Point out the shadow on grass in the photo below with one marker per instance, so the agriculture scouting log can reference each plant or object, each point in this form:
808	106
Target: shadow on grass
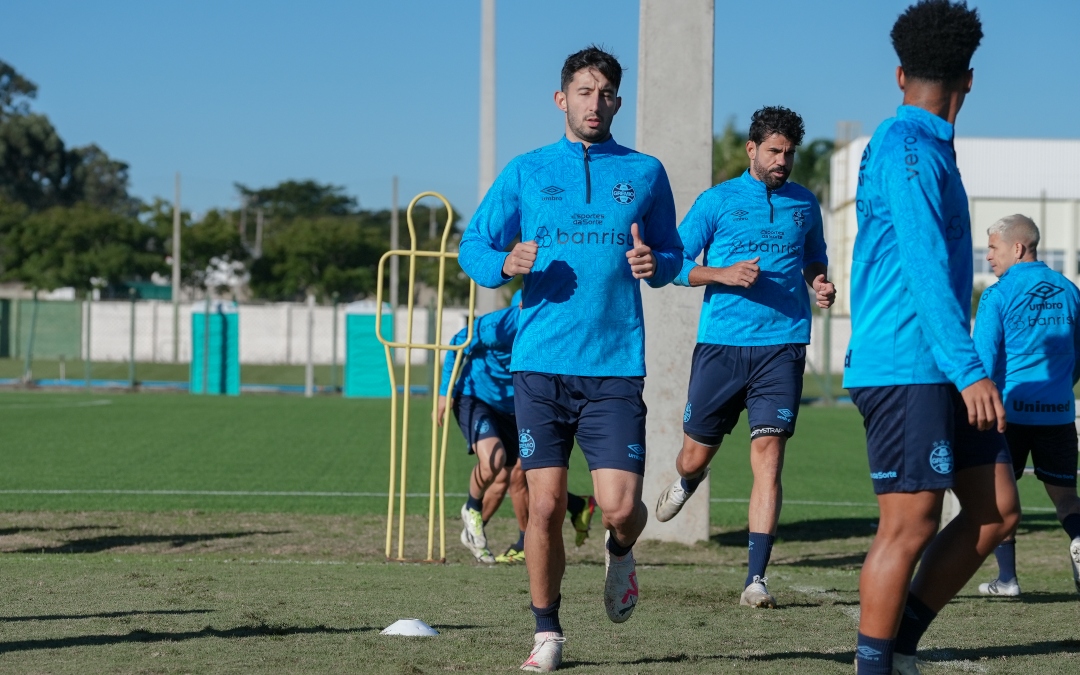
261	630
846	658
852	561
107	615
1028	597
807	530
1038	523
96	544
17	530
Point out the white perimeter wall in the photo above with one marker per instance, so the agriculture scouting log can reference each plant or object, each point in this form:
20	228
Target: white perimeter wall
269	334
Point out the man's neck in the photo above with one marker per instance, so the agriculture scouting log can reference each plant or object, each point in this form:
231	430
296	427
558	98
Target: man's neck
933	98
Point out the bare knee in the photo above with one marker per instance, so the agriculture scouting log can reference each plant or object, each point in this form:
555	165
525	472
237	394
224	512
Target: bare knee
545	509
694	457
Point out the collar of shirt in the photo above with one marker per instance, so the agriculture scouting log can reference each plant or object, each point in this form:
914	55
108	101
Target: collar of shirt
597	149
937	126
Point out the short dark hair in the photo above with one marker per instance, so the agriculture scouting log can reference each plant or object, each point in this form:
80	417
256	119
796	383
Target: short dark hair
777	120
935	39
592	56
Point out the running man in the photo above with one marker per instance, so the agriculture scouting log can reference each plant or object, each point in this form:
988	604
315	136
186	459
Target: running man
1026	335
593	217
483	404
764	245
932	416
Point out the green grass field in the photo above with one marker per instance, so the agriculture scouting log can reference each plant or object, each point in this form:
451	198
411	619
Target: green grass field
118	557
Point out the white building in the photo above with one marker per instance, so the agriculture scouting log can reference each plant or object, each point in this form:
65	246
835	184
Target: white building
1037	177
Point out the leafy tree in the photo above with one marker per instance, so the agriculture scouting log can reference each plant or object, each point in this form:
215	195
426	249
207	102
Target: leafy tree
321	255
67	246
294	199
14	91
729	153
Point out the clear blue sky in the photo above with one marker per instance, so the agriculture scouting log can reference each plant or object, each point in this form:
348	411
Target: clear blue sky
353	92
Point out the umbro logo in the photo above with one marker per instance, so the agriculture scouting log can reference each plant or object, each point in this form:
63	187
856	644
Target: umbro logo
1044	291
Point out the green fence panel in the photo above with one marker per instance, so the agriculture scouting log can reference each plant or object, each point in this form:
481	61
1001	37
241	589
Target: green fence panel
215	353
365	361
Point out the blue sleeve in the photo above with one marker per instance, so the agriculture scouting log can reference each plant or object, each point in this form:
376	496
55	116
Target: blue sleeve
497	331
448	362
660	233
989	334
697	229
1076	349
918	216
813	250
497	221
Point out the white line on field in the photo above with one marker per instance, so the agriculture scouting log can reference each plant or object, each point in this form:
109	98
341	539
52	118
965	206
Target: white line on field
732	500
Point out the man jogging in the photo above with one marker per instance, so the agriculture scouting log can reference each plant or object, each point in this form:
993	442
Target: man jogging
593	218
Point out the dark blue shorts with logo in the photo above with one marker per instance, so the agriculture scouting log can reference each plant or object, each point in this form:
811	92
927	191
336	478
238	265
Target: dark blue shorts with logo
478	420
605	414
766	381
1052	447
918	435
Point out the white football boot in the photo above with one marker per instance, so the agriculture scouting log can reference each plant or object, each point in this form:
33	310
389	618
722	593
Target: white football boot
620	585
547	652
671	500
473	537
1008	589
1075	555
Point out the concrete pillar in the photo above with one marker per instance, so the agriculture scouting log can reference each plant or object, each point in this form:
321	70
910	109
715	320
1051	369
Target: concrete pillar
486	298
675	124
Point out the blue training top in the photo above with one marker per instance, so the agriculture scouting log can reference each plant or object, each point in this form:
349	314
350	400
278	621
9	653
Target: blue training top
1027	338
741	219
912	269
486	370
582	310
**********
* **WHAT YOU WILL DO**:
Reproduce all the records verbatim, excluding images.

* **FULL RESPONSE**:
Point out the shadow on grass in the photo below with one marker per instance, so the agriculture scouting log can reference each plant or object, each point in this form:
808	106
Target: shadow on grass
261	630
846	658
852	561
107	615
1028	597
807	530
1038	523
96	544
17	530
Point out the white perimeter wall in the photo above with one marker per instance, so the agriculture scouting log can reference each plant or object, each point in this form:
20	228
Target: white perimeter wall
269	334
Point out the man's neck in the photo above with one marker per instance, so the agriculture scouting log can reference each plant or object, each point in this form:
231	430
296	427
558	98
Target: man's neck
933	98
Point out the bare knee in the photo above with one marker per instance, so the agriculture scouting log can reference each plant or object, each point in this form:
555	165
525	472
237	394
224	512
Target: bare knee
545	509
694	457
Point out the collar of shirt in the photo above with one marker per instance, so the agriculture scouting log can reference each plant or object, each point in this form:
914	55
108	101
Target: collar of shirt
597	149
937	126
Point out the short dark hair in the photo above with one marker per instance, so the agriculture scouting log can reference each plant or object, each point in this form:
80	417
256	119
796	383
Target: short dark hair
777	120
935	39
592	56
Point out the running man in the photo above with one marker per instance, so the agriculture scouting log can reference each plant or object, each point in this form:
988	604
315	136
186	459
Target: running man
1026	335
593	217
483	404
764	245
932	416
Point out the green grass field in the photo above with one marker per instance, so the agriculture scouting log can reference each plant or object, each point in this form:
451	198
411	619
Target: green grass field
118	557
Point out the white building in the photo above with one marker per instance, so the agriculture scouting log can reference each plant or object, each point in this form:
65	246
835	184
Target: white building
1037	177
Point out the leafy tree in the photo above with one marker per instance, so the agriculture scouting log can reference each plant or object, each point in this form:
215	195
426	249
207	102
Target: leafy tree
321	255
67	246
294	199
14	91
729	153
Point out the clear blue sky in the photo above with one marker per instance, so the agriculture scouting log can reference each plant or object, each point in this form:
348	411
Target: clear blue sky
353	92
Point out the umbro logo in the photo above with one marker per instance, so the agriculture scouting log can reference each plant or object, each point in this form:
63	187
856	644
Target: umbro logo
1044	291
Point out the green fence panel in the photo above with one marker per instance, so the agriculture scouting log can reference each plant or object, each point in this form:
481	61
1001	37
241	589
Target: green fence panel
215	353
365	361
Point out the blue sleeve in the photo above with one marker per instance, so the agriculture scouting log can reference each plant or object, each point in this form:
376	496
55	116
Target: blue sleeve
497	331
448	362
660	233
989	334
697	229
1076	349
918	216
813	250
497	221
Point out the white line on field in the photo above with one marker per instance, so the agriculture scouting log can reference each plant or object, each point in this form:
109	98
341	539
52	118
965	206
Target: white line on field
732	500
Point out the man jogging in the photo above with one marker per instance, so the agriculture scouting log can reference each plant or object, each point in this form:
993	442
Target: man jogging
593	218
Point out the dark blue shorts with logo in the photo above with one marker per instance, so the agriculture scouting log can reference each plant or object, each point in this form:
811	92
927	191
336	478
238	265
Target: dark blue shorts with logo
478	420
605	414
766	381
1052	447
918	435
Point out the white football boot in the photo above with one marker per instance, so the agriculture scouting log can reference each plant or object, each point in this form:
33	310
389	618
722	593
Target: white football boot
620	585
547	652
671	500
473	537
1008	589
1075	555
Point out the concrete pillar in the photo above with one marker per instance, so the agriculture scouting log can reference each plant or object, each point in this form:
321	70
910	109
715	320
1051	369
Target: concrete pillar
486	298
675	124
Point out the blue training top in the photo above with one marker per instance, so the agriculture scouting log can reference each plant or object, each point in this form:
349	314
350	400
278	621
9	653
Target: blue training top
1027	338
741	219
912	269
486	370
582	310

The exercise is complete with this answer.